• TEXT ZUR DURCHSICHT:
Eine nicht unerhebliche Rolle bei dieser Auseinandersetzung um die Macht im Reich spielt Papst Gregor IV., der von Lothar I. zum Schiedsrichter im Familienstreit berufen worden ist. Der heilige Vater macht sich auf den Weg, um auf die Einhaltung des fränkischen Thronfolgerechts von 817 zu drängen, nach der sein Auftragsgeber Lothar I. zum Nachfolger seines Vaters bestimmt werden muss. Gregor IV. lässt sich vom lebhaften Protest einiger Bischöfe nicht abhalten und beginnt mit Ludwig dem Frommen zu verhandeln. Während es dem Papst allmählich gelingt, das Vertrauen des Kaisers zu gewinnen, ergreifen die kaiserlichen Söhne auf dem „Lügenfeld“ bei Colmar die Initiative. Es beginnt eine Schlacht zwischen den Heerscharen des Kaisers und denen seiner Kinder, in deren Verlauf aber weniger das Schwert die entscheidende Rolle spielt, sondern vielmehr die angeblich „lügnerischen“ Überredungskünste der Kinder.

So dauert es nicht lange, bis das kaiserliche Heer sich überzeugen lässt und zu den aufständischen Söhnen überläuft. Der Kaiser gerät daraufhin in Gefangenschaft seiner Kinder und die Mission des Papstes endet in einem grandiosen Fehlschlag. Ludwig der Fromme wird obendrein durch ein erzwungenes Sündenbekenntnis öffentlich gedemütigt. Judith tritt unmittelbar nach den Ereignissen den Gang ins italienische Exil an, während Lothar I. die Entsorgung seines Vaters übernimmt. Er steckt ihn dorthin, wo er nach Meinung vieler ohnehin hingehört: Ins Kloster des heiligen Medard bei Soissons in der Nähe von Reims, wo der fromme Ludwig bald darauf trübsinnig wird. Der Familienzwist, den die Enkel Karls des Großen um die Herrschaft im Frankenreich angezettelt haben, nimmt ein Jahr darauf, 834, eine neuerliche Wendung. Die beiden jüngeren Söhne aus der ersten Ehe erheben sich nun gegen ihren Bruder Lothar I. und setzten den gemeinsamen Vater wieder auf den Thron, den der eigentlich schon entmachtete Ludwig der Fromme bis zu seinem Tod Ende Juni 840 auch behält.

• ARBEITSAUFTRAG 1: In welches Kloster bringt Lothar I. seinen Vater laut dem Text über den Machtkampf im Frankenreich?
• ARBEITSAUFTRAG 2: Setzen Sie bitte den Text über den Machtkampf im Frankenreich im Anschluss an seinen letzten Satz fort.

(Daten zu Referenzausdrücken)
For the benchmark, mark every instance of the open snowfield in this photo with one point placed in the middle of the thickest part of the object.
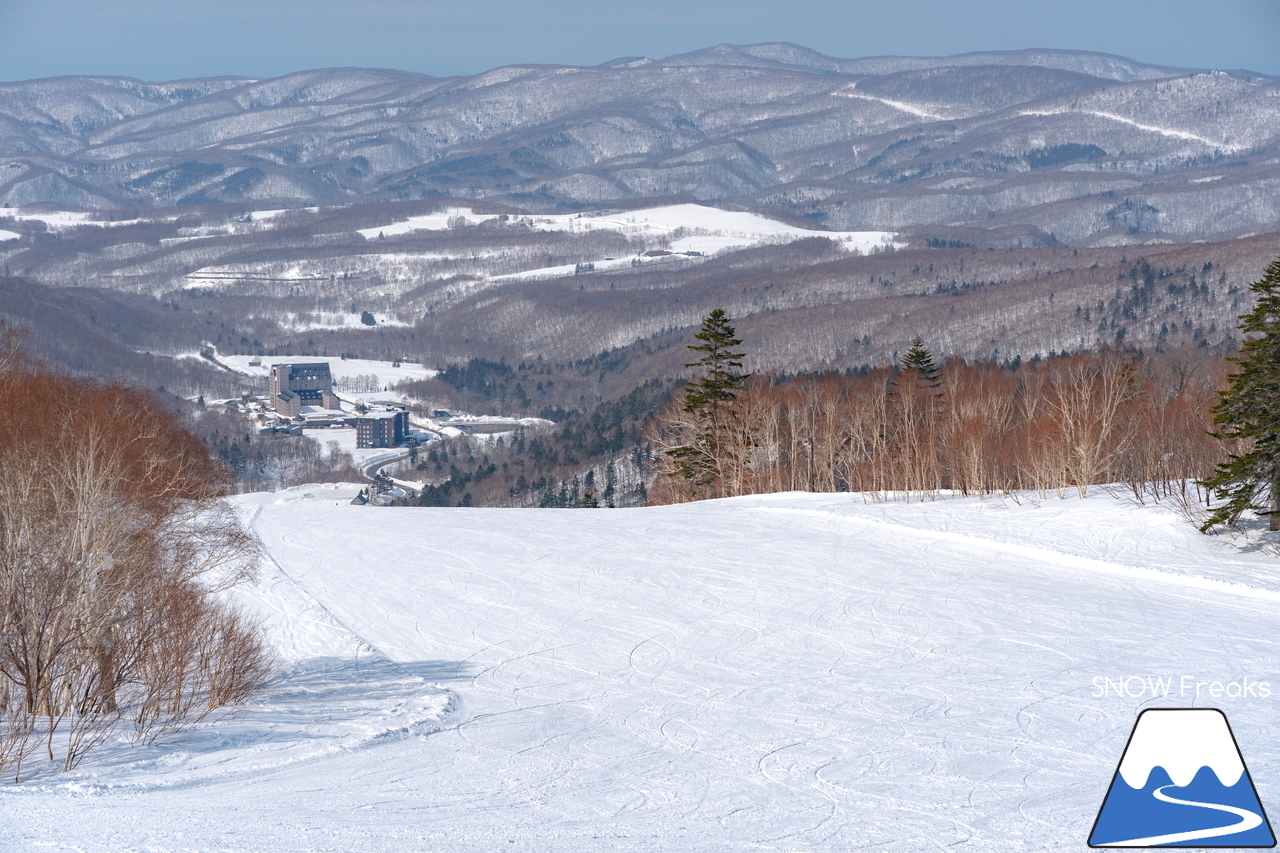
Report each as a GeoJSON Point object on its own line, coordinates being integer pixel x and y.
{"type": "Point", "coordinates": [703, 229]}
{"type": "Point", "coordinates": [778, 673]}
{"type": "Point", "coordinates": [338, 368]}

• ERGEBNIS 1: In das Kloster des heiligen Medard bei Soissons in der Nähe von Reims.

• ERGEBNIS 2:
Unter dem Einfluss seiner Frau Judith wird Ludwig der Fromme vom Verfechter der Reichseinheit zum Vorkämpfer der Reichsteilung. Judith ist die Urahnin des fränkischen Adelsgeschlechts der Welfen, aus deren heute lebender Generation uns Prinz Ernst-August von Hannover, Ehemann der Prinzessin Caroline von Monaco, eindrücklich bekannt ist. Seine Ahnin Judith jedenfalls muss sich den Vorwurf gefallen lassen, die Reichseinheit ihres Schwiegervaters Karl aufs Spiel gesetzt zu haben, um ihrem gleichnamigen, aber kahlen Sohn ein lohnenswertes Stück vom Kuchen abzuschneiden. In letzter Konsequenz führt das zur Spaltung des Frankenreiches in einen östlichen, einen mittleren und einen westlichen Teil und somit zur Begründung eines „französischen“ und eines „deutschen“ Staatswesens. Ein Jahr nach dem Ableben des Kaisers tobt unter den Karolingern noch immer heftiger Streit um die Macht im Reich. Lothar I. akzeptiert die von seinem Vater verfügte Dreiteilung des Reiches nicht und gibt sich mit dem ihm zugewiesenen Mittelreich „Lotharingen“ nicht zufrieden. Er beansprucht die Oberhoheit über das gesamte Frankenreich und ruft damit den Zorn seiner Brüder hervor.